>>>>
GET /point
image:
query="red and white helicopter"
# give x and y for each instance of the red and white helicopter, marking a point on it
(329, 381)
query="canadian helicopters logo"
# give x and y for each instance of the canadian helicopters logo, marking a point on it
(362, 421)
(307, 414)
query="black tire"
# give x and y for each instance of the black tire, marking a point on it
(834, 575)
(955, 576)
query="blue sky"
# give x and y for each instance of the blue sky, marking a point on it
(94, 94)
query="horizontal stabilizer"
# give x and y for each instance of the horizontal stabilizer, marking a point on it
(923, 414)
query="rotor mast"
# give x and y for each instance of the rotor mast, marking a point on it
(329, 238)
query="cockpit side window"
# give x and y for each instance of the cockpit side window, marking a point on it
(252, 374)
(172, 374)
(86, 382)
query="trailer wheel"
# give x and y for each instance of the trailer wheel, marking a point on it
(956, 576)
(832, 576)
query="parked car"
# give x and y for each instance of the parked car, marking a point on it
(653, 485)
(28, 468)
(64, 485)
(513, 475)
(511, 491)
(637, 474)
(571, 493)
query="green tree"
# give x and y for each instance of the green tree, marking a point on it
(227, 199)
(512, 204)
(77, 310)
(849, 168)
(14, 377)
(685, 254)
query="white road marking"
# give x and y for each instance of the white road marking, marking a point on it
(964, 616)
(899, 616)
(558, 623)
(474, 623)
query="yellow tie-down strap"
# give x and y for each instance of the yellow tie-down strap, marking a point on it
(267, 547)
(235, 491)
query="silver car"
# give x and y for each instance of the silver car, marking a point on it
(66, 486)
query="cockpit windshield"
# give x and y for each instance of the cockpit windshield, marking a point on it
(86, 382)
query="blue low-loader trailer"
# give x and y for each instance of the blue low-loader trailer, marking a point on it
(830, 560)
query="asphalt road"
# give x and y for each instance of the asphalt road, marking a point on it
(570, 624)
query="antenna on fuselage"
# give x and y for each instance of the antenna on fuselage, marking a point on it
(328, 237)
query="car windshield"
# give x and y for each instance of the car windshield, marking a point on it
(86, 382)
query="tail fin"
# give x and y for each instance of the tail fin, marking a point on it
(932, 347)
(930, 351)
<<<<
### Written problem
Restate every record exactly, leaving nothing out.

### Answer to this exercise
GET /point
image:
query="red and white helicopter"
# give x and y for each instance of the red and white helicopter, marking a point on it
(329, 381)
query="canadian helicopters logo"
# give x and y for each instance of the canadian helicopters logo, marking a point on it
(362, 421)
(307, 414)
query="black tire"
# give x and y for each instance of the black tire, marking a point on it
(834, 575)
(955, 576)
query="blue sky"
# give x and y for each instance of the blue sky, marking a point on it
(94, 94)
query="horizontal stabilizer"
# give x and y for each instance of the horizontal stabilizer, marking a point on it
(923, 414)
query="rotor mast"
# give x and y for each instance of the rotor mast, marking a point on it
(329, 238)
query="cockpit side window"
# give x and y for each instance of the cockpit side window, marking a point on it
(252, 374)
(172, 374)
(86, 382)
query="trailer wheel"
# give x and y for each instance of the trailer wheel, marking a point on it
(956, 576)
(832, 576)
query="parked car"
# give x and y for each instance of the parked car, marking a point on it
(653, 485)
(28, 468)
(64, 485)
(513, 475)
(511, 491)
(637, 474)
(571, 493)
query="green tree"
# give x and y for each instance of the green tree, marking a point on it
(227, 199)
(512, 204)
(77, 310)
(849, 168)
(14, 377)
(685, 254)
query="white road marking"
# give x and y for each instance of the white road marking, marking a point on it
(964, 616)
(899, 616)
(558, 623)
(474, 623)
query="yellow tie-down strap"
# give x and y for each instance of the yellow tie-down strap, marking a point on it
(267, 547)
(235, 491)
query="silver car"
# give x and y for each instance of the silver car, marking a point on it
(66, 486)
query="cockpit windshield"
# give x and y for each instance of the cockpit windshield, marking a point on it
(86, 382)
query="blue low-loader trailer"
# give x and y for each instance of the blue low-loader trailer, marking a point on it
(830, 560)
query="asphalt road"
# give x and y for each instance of the asphalt road, marking a point on it
(570, 624)
query="antenna on fuselage"
# give x and y for each instance of the antenna on fuselage, marking a point on it
(328, 237)
query="car windshield"
# give x and y for each instance of the car windshield, marking a point on it
(86, 382)
query="tail fin"
# give x and y for each instance of the tail fin, marking a point on it
(932, 347)
(930, 351)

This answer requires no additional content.